[Records contained in a dataset]
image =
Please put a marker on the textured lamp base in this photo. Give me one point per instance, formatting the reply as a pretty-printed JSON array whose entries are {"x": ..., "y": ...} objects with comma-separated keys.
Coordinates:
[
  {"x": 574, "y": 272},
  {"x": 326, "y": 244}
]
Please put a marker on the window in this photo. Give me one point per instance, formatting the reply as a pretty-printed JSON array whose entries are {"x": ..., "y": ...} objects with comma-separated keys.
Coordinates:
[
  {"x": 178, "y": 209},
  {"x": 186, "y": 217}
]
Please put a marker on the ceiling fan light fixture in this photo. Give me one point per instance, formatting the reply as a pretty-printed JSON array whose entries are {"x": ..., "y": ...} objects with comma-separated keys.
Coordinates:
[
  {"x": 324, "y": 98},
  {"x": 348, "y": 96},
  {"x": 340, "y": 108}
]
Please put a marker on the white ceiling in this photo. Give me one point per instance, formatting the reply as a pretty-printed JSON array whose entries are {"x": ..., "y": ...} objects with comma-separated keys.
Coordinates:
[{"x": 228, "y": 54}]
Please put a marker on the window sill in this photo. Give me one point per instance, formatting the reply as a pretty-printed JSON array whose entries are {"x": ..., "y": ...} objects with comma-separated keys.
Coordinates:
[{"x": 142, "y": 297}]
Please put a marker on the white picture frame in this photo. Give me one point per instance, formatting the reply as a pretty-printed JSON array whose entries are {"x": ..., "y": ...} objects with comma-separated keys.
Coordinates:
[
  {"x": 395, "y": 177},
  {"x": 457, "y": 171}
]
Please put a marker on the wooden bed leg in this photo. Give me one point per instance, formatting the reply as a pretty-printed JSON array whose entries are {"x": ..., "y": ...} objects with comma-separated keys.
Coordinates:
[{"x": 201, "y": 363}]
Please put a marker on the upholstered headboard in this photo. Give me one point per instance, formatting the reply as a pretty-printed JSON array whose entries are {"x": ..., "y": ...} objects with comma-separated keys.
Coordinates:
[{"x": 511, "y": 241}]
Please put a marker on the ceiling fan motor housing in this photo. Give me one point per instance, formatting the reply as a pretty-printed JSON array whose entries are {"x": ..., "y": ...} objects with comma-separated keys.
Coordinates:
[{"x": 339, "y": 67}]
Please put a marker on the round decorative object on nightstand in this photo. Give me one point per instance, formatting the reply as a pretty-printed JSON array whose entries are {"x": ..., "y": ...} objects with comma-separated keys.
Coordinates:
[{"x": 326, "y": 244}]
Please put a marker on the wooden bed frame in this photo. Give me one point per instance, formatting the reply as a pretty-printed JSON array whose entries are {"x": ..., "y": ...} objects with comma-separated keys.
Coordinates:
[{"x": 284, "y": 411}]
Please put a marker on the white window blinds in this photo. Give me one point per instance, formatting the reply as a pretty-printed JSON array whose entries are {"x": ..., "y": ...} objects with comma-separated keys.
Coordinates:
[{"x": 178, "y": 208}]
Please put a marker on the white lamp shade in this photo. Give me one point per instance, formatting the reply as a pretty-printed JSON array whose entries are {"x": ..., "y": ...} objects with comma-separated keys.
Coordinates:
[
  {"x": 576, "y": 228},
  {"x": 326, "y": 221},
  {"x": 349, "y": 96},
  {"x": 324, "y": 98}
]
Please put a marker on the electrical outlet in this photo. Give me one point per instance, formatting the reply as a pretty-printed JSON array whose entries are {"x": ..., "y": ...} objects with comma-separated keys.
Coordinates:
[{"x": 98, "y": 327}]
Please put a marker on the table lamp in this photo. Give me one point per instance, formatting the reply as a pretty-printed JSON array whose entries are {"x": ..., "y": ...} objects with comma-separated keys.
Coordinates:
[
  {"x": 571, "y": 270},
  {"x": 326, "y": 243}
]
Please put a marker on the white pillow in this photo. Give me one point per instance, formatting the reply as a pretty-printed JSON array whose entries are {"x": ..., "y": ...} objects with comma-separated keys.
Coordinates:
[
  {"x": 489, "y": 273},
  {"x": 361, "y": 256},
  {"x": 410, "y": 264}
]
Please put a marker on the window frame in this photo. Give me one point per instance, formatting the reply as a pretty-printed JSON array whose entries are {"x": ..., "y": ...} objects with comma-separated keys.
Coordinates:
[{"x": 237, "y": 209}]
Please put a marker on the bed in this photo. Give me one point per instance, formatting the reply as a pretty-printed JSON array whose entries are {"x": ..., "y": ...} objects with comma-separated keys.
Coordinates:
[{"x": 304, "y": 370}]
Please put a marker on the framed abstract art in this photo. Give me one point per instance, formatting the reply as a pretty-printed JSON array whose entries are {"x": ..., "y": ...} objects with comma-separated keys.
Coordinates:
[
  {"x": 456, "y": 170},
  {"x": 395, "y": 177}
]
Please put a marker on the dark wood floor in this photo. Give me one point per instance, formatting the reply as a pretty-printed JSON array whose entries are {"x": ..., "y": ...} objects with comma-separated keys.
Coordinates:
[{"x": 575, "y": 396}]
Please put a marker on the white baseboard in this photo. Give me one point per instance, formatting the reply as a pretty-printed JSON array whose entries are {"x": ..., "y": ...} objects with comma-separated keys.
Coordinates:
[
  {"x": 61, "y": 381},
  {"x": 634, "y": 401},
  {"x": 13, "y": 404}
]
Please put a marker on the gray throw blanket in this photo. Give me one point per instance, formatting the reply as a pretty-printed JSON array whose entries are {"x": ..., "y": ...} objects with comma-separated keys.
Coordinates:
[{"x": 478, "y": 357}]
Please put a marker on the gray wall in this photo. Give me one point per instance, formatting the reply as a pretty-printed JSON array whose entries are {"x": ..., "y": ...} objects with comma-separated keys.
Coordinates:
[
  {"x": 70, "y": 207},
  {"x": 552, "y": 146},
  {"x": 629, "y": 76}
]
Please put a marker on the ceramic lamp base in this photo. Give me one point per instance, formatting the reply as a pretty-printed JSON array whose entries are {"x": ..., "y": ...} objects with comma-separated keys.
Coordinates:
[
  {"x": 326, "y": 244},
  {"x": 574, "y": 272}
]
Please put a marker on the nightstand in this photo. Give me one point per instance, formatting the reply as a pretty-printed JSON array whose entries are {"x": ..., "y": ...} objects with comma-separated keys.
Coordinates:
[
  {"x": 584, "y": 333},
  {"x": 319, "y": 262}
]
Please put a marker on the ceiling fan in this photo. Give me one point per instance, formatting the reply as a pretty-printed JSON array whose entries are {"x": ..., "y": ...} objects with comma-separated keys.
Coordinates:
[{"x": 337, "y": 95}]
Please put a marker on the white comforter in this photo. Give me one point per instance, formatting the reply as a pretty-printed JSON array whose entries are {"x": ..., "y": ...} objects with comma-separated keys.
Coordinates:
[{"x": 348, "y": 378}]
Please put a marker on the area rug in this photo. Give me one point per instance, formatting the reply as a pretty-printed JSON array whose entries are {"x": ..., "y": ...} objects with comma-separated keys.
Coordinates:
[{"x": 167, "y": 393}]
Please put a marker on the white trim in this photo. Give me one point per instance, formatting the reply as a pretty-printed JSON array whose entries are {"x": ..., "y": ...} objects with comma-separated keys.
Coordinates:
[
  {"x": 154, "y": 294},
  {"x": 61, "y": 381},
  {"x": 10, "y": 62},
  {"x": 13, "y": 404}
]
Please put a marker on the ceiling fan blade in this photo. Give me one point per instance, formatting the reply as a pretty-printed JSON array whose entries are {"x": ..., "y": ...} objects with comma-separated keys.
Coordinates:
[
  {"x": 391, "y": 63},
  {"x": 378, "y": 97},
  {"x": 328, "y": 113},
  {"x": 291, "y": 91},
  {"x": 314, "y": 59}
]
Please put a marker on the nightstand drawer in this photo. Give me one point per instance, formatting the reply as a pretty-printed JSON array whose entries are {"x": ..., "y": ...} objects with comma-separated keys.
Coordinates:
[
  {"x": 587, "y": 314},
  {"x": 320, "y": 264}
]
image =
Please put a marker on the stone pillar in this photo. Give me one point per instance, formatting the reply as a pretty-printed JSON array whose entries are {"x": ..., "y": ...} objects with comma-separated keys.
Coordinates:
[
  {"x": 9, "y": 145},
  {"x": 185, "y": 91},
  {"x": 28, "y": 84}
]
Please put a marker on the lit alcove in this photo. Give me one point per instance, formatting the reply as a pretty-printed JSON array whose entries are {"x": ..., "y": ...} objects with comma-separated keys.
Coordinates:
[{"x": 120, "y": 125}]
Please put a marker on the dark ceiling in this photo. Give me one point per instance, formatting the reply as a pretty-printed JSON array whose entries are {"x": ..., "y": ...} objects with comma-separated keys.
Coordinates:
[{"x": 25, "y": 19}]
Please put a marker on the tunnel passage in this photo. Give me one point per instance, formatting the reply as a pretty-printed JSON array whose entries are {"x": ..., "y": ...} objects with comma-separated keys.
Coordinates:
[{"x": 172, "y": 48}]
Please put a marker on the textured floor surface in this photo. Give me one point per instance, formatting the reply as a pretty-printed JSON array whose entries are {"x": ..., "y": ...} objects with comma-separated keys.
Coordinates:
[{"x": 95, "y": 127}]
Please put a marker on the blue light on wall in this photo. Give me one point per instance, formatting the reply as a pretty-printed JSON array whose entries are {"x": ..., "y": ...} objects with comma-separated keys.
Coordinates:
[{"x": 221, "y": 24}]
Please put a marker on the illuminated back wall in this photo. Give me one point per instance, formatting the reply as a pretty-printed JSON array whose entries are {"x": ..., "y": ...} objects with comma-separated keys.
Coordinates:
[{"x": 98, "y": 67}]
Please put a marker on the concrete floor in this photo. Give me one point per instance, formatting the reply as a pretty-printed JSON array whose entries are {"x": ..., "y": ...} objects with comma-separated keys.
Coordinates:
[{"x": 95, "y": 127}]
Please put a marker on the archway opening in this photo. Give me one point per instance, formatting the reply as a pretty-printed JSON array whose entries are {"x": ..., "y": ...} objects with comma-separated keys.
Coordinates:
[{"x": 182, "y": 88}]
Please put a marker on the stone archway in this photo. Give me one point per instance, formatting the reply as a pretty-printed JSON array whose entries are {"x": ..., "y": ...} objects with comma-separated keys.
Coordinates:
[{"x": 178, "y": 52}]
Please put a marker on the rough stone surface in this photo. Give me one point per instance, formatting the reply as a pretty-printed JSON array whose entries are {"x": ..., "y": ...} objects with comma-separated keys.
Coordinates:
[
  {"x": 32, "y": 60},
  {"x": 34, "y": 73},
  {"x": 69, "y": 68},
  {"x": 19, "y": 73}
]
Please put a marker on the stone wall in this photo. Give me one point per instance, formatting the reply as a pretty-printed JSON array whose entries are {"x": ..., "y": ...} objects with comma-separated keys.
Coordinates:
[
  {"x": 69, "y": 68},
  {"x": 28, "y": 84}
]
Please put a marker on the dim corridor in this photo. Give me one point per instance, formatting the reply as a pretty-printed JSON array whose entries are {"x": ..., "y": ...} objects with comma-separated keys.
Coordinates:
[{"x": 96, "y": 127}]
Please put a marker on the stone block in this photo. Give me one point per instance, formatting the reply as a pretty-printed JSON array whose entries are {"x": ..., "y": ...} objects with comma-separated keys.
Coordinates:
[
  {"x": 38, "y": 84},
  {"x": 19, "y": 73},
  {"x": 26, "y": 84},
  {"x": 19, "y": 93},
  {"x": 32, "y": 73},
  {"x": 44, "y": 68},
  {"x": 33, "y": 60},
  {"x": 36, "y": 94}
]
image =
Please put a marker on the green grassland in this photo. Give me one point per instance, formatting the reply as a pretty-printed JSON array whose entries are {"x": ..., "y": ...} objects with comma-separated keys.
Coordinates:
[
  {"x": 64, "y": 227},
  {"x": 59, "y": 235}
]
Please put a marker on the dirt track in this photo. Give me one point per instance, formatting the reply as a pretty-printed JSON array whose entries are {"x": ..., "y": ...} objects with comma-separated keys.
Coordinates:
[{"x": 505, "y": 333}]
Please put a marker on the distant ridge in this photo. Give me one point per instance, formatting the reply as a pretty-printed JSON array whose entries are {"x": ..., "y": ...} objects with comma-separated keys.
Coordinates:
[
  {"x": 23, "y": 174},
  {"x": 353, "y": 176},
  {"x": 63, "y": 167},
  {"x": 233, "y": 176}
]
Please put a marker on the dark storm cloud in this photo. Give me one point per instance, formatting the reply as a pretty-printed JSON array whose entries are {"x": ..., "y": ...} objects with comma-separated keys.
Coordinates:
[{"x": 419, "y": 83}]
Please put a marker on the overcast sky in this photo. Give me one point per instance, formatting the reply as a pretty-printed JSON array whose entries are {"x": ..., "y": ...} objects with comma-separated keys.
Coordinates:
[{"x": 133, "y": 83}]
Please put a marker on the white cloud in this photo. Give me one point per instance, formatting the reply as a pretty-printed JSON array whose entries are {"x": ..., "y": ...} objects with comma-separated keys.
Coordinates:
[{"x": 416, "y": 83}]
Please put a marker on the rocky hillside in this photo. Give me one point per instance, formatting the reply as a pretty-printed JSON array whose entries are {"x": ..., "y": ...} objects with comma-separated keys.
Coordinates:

* About this exercise:
Given the data above, transcribe exactly the lines from the one containing "Please put a marker on the white window" down to the one containing "Please put a marker on the white lamp", and no others.

* Written response:
Please put a marker on the white window blinds in this photo. Give me one point per instance, formatting the reply as a pretty-printed JSON array whose entries are {"x": ..., "y": ...} objects with comma-separated keys.
Coordinates:
[{"x": 178, "y": 208}]
Please put a marker on the white lamp shade in this photo. Give me one point per instance, formatting the reply as a pretty-printed JSON array whose entries are {"x": ..., "y": ...} objects with comma-separated keys.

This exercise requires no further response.